Could you repeat every entry below word for word, leaving out the pictures?

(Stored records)
------------------------------
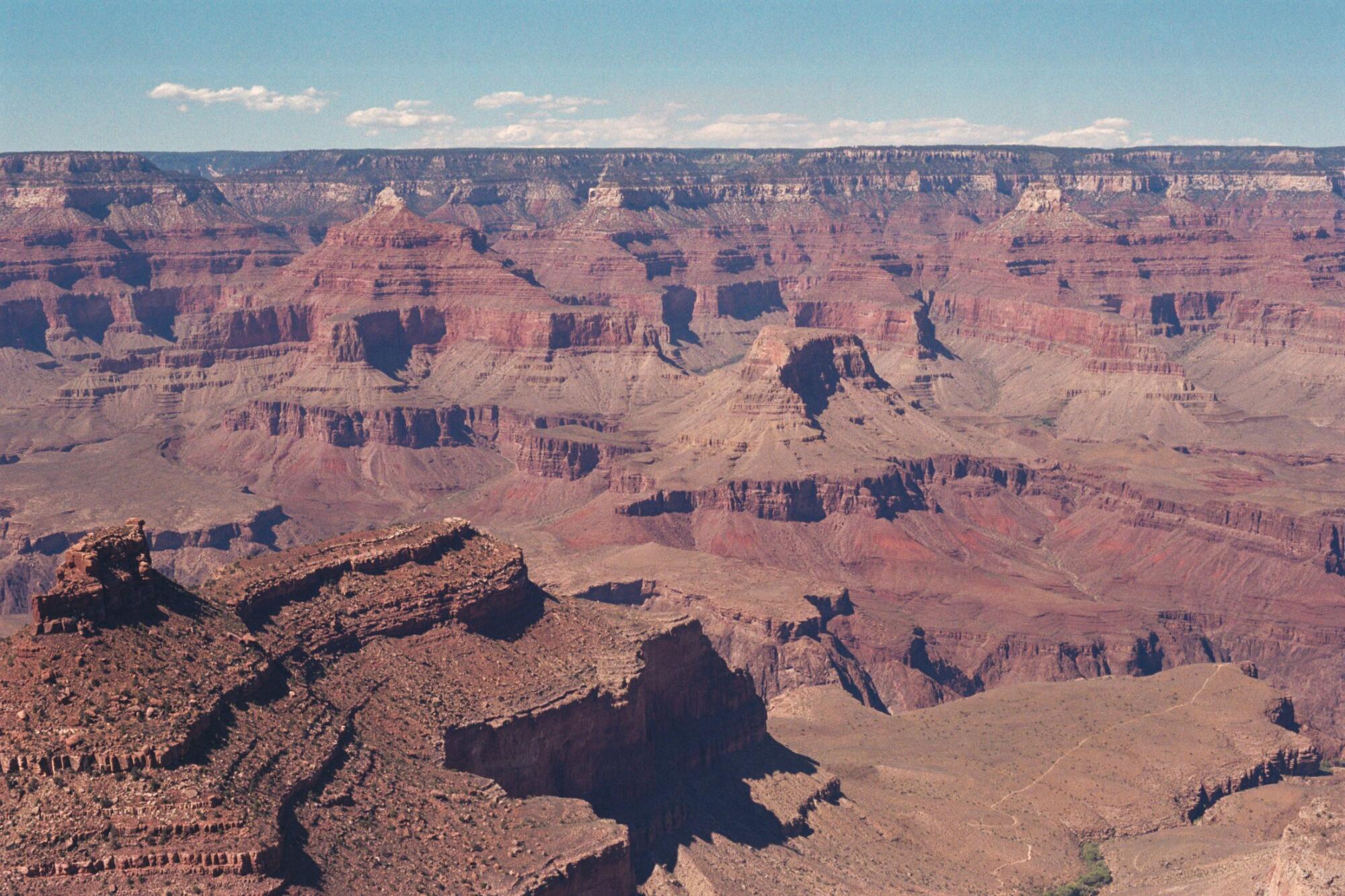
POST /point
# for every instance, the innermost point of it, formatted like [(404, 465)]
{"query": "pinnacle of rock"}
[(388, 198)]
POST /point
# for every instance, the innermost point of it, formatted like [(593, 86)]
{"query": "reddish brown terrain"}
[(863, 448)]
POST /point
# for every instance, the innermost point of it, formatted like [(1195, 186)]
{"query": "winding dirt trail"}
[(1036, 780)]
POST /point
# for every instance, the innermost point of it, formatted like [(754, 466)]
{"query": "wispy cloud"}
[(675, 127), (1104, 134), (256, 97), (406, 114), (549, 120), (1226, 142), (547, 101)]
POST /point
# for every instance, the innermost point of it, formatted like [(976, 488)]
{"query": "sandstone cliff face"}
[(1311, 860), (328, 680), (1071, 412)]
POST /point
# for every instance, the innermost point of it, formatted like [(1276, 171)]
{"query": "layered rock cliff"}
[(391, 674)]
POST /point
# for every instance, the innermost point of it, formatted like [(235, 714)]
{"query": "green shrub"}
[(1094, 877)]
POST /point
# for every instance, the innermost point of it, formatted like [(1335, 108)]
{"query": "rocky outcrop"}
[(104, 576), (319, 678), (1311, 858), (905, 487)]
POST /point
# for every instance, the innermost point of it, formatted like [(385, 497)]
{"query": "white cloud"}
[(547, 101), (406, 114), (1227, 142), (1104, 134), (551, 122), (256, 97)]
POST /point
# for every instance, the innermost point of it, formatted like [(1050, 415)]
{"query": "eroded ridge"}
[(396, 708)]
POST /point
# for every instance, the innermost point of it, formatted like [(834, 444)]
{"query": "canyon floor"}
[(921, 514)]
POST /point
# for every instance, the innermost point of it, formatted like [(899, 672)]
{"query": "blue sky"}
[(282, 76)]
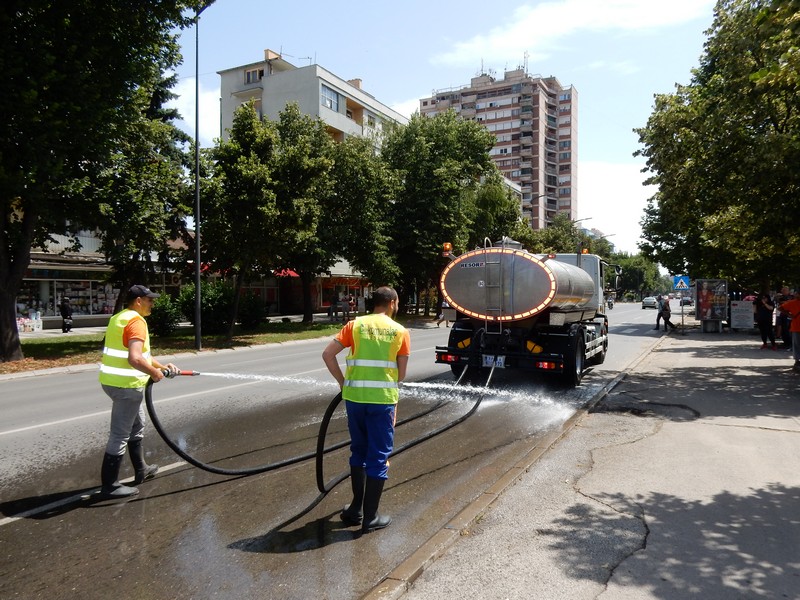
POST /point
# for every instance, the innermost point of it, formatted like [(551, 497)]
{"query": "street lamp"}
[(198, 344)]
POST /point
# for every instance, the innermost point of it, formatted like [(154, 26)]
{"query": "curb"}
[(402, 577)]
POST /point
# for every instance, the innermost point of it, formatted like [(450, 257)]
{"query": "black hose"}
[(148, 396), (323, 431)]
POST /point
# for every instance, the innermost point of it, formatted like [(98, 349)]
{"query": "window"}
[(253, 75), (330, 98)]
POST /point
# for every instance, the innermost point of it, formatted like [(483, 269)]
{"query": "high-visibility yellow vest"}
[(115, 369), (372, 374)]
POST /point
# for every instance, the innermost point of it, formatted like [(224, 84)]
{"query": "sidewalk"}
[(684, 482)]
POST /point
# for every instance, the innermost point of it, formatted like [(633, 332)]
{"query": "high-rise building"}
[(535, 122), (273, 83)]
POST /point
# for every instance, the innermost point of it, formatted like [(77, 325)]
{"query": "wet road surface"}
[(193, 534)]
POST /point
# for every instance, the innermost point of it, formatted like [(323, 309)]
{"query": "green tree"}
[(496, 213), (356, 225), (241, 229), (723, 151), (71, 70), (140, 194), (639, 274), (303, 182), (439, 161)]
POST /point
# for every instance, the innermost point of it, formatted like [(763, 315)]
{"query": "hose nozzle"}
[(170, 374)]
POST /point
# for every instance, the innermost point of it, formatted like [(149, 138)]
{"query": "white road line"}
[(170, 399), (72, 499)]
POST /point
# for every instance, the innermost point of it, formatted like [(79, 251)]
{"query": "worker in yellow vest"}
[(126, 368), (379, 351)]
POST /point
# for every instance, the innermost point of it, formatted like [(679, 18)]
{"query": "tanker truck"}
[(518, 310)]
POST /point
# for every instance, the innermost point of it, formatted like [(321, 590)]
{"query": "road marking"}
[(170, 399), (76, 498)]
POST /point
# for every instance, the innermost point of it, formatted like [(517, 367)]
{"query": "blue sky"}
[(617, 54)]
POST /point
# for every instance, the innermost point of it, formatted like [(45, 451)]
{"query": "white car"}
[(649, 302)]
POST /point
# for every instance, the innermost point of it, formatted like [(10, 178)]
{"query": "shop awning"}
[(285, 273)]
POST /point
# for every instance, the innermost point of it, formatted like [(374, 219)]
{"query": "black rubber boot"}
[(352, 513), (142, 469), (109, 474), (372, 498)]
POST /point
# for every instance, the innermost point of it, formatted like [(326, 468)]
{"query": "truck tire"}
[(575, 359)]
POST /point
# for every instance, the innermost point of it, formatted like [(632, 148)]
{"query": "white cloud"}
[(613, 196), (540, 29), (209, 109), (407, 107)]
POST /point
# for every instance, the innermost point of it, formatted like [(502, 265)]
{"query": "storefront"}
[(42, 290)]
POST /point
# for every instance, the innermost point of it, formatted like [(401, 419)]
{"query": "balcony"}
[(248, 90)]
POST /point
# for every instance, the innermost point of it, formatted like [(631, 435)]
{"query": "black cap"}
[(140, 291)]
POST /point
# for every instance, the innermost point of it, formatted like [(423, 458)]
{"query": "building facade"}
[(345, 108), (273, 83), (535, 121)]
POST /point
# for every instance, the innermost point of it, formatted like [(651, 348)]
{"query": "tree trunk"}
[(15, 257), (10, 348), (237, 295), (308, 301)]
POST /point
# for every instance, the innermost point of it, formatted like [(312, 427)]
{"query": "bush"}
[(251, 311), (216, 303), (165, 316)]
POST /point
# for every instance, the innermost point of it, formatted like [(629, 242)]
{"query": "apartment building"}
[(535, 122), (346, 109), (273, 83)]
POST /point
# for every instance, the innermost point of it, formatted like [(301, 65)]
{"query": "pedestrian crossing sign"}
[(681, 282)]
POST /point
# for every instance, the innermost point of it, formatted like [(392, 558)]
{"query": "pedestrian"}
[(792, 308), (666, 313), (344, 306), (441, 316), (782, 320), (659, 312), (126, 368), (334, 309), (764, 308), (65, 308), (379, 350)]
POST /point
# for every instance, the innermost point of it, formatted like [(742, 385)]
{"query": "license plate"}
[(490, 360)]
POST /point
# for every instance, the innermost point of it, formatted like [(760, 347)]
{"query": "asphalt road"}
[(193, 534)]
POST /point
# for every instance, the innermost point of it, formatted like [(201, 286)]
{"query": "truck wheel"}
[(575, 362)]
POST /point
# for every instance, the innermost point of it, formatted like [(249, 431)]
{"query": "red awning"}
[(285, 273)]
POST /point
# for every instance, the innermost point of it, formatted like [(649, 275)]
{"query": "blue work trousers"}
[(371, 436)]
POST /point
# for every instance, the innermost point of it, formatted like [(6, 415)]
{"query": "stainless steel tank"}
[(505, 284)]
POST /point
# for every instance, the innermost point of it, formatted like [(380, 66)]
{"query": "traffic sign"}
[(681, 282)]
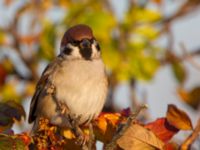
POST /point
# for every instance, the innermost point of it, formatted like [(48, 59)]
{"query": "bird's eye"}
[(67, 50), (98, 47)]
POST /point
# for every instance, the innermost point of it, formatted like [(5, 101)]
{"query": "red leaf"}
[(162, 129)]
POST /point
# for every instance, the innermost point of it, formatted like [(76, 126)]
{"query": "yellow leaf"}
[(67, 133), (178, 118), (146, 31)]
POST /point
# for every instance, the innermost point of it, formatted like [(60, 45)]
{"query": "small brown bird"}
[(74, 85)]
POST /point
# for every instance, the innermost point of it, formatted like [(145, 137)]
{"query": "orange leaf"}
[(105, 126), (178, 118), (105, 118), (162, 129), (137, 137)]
------------------------------
**Solution for this exercise:**
POST /point
# for every instance, the innermost point of it, formatted like [(404, 465)]
{"query": "pinnacle of rock"}
[(388, 198)]
POST /point
# for every instance, the innermost point of it, formatted like [(593, 86)]
{"query": "reddish brown terrain"}
[(863, 448)]
POST /point
# for every instance, the innermost point of it, formatted like [(1195, 186)]
{"query": "winding dirt trail"}
[(1036, 780)]
POST /point
# for every instance, the innermost point of it, formatted like [(754, 466)]
{"query": "wispy cloud"}
[(675, 127), (1104, 134), (256, 97), (406, 114), (549, 120), (1226, 142), (547, 101)]
POST /point
# for every instance, the innermost point of it, formatted like [(976, 488)]
{"query": "sandstone cliff face"}
[(1311, 860), (328, 680), (1071, 412)]
POST /point
# for every instance, the innermost point of it, formatted like [(1276, 171)]
{"query": "layered rock cliff"}
[(391, 674)]
POST /point
# for every instance, the innermost point of it, formatted like [(235, 714)]
{"query": "green shrub"}
[(1094, 877)]
POST /point
# for every instance, the innermost point of it, formatted like [(1335, 108)]
{"query": "rocky outcrop"}
[(104, 576), (319, 678), (1311, 858), (905, 487)]
POST /point
# for every instance, the innermost point of it, formatted like [(385, 497)]
{"query": "white cloud"}
[(547, 101), (406, 114), (1227, 142), (1104, 134), (551, 122), (256, 97)]
POST /point
# for every instance, the innermost point of it, formatted like [(1050, 415)]
{"query": "eroded ridge"}
[(396, 708)]
POST /point
# for every instance, the innermost point of it, formatted like [(834, 444)]
{"query": "canyon floor"}
[(921, 514)]
POST /point
# for every instance, the innermost point of it, formatted like [(899, 672)]
{"query": "blue sky"}
[(282, 76)]
POST /point
# for every instance, the innermost point of it, formatted like [(551, 497)]
{"query": "street lamp"}
[(198, 344)]
POST /point
# for every instance, the innermost point of it, formatted like [(154, 26)]
{"query": "curb"}
[(402, 577)]
POST /point
# for every instance, the innermost point of it, formatted like [(450, 257)]
{"query": "black hose"}
[(148, 396), (323, 431)]
POST /point
# for every instance, the innermost point of it, formatted like [(98, 349)]
{"query": "window"}
[(253, 75), (330, 98)]
POST /point
# for every instance, the innermost point of it, formatted like [(483, 269)]
{"query": "high-visibility yellow vest"}
[(115, 369), (372, 374)]
POST /point
# for every instance, the innermost point of it, formatted like [(224, 84)]
{"query": "sidewalk"}
[(684, 482)]
POST /point
# for every instance, the innermost point of it, formatted like [(633, 332)]
{"query": "high-rise building"}
[(535, 122), (273, 83)]
POST /point
# for every instance, the innermost point of it, formatted like [(77, 325)]
{"query": "wet road surface"}
[(193, 534)]
POST /point
# for every instance, the innermost point of it, formatted like [(323, 309)]
{"query": "green tree"}
[(496, 213), (356, 225), (241, 229), (723, 151), (71, 70), (140, 194), (639, 274), (303, 182), (439, 161)]
POST /point
# for every instance, the innermost point of it, formatted like [(763, 315)]
{"query": "hose nozzle"}
[(170, 374)]
POST /point
# for every instance, the innermost point of it, formatted like [(149, 138)]
{"query": "white road line"}
[(170, 399), (72, 499)]
POST /point
# for every instance, the innermost point of it, formatted like [(79, 251)]
{"query": "worker in yellow vest"}
[(126, 368), (379, 351)]
POST /point
# for every instance, the innermost point of it, formatted like [(679, 18)]
{"query": "tanker truck"}
[(518, 310)]
POST /point
# for every instance, the innermost point of it, formatted like [(321, 590)]
{"query": "road marking"}
[(170, 399), (76, 498)]
POST /point
# for every instance, the innermost point of it, formatted like [(517, 367)]
{"query": "blue sky"}
[(617, 54)]
POST /point
# for every instance, the innermost point of it, formatted like [(45, 451)]
{"query": "white car"}
[(649, 302)]
POST /point
# for every instance, the innermost point of it, formatted like [(10, 178)]
{"query": "shop awning"}
[(285, 273)]
POST /point
# for every instance, the innermost point of it, formatted like [(374, 219)]
{"query": "black rubber boot"}
[(352, 513), (142, 469), (109, 474), (372, 498)]
POST /point
# for every instance, the innermost point of it, formatted like [(326, 468)]
{"query": "truck tire"}
[(575, 359)]
POST /point
# for every instance, the innermost point of it, formatted like [(632, 148)]
{"query": "white cloud"}
[(613, 196), (540, 29), (209, 109), (407, 107)]
POST /point
# for every instance, the innermost point of it, formatted like [(502, 265)]
{"query": "storefront"}
[(42, 290)]
POST /point
# for every instance, the innermost point of it, formatted like [(401, 419)]
{"query": "balcony"}
[(248, 90)]
POST /point
# for every instance, the innermost point of it, formatted like [(631, 435)]
{"query": "black cap"}
[(140, 291)]
POST /point
# for every instance, the innermost point of it, formatted like [(423, 458)]
{"query": "building facade"}
[(345, 108), (273, 83), (535, 121)]
POST /point
# for every instance, the innermost point of it, formatted like [(651, 348)]
{"query": "tree trunk"}
[(15, 257), (10, 348), (237, 295), (308, 301)]
POST /point
# for every instance, the innermost point of it, formatted like [(312, 427)]
{"query": "bush"}
[(251, 311), (216, 303), (165, 316)]
POST /point
# for every instance, the innermost point of it, formatted like [(629, 242)]
{"query": "apartment building"}
[(535, 122), (346, 109), (273, 83)]
POST /point
# for every instance, the innermost point of it, formatted like [(301, 65)]
{"query": "pedestrian crossing sign"}
[(681, 282)]
POST /point
# for every instance, the innermost point of it, formatted like [(392, 558)]
{"query": "pedestrian"}
[(792, 308), (666, 313), (344, 306), (441, 316), (782, 320), (659, 312), (126, 368), (334, 309), (764, 308), (65, 308), (379, 350)]
POST /point
# for every instance, the innermost point of it, formatted like [(742, 385)]
{"query": "license plate"}
[(490, 360)]
POST /point
# for every instance, the innermost point of it, formatted like [(760, 347)]
{"query": "asphalt road"}
[(193, 534)]
POST /point
# for every instance, the innermost point of it, formatted like [(201, 286)]
{"query": "truck wheel"}
[(575, 362)]
POST /point
# for every instance, the innermost point of it, formatted like [(249, 431)]
{"query": "red awning"}
[(285, 273)]
POST /point
# for every instance, the innermost point of it, formatted like [(649, 275)]
{"query": "blue work trousers"}
[(371, 436)]
POST /point
# for every instance, the innermost point of it, formatted like [(6, 415)]
{"query": "stainless steel tank"}
[(505, 284)]
POST /point
# for every instance, the innermost point of it, formatted like [(380, 66)]
{"query": "traffic sign"}
[(681, 282)]
POST /point
# for every instance, the innermost point of it, formatted like [(48, 59)]
{"query": "bird's eye"}
[(67, 50), (98, 47)]
POST /point
# for every instance, the innermost point of it, formatted like [(5, 101)]
{"query": "red leaf"}
[(162, 129)]
POST /point
# for every instance, the innermost point of it, formatted like [(76, 126)]
{"query": "yellow leaf"}
[(67, 133), (178, 118), (146, 31)]
POST /point
# for every instance, the innermost point of it, formatted like [(60, 45)]
{"query": "small brown bird"}
[(74, 85)]
POST /point
# for every instance, the innermost point of it, formatted like [(145, 137)]
{"query": "orange leaf"}
[(105, 126), (178, 118), (105, 118), (162, 129), (137, 137)]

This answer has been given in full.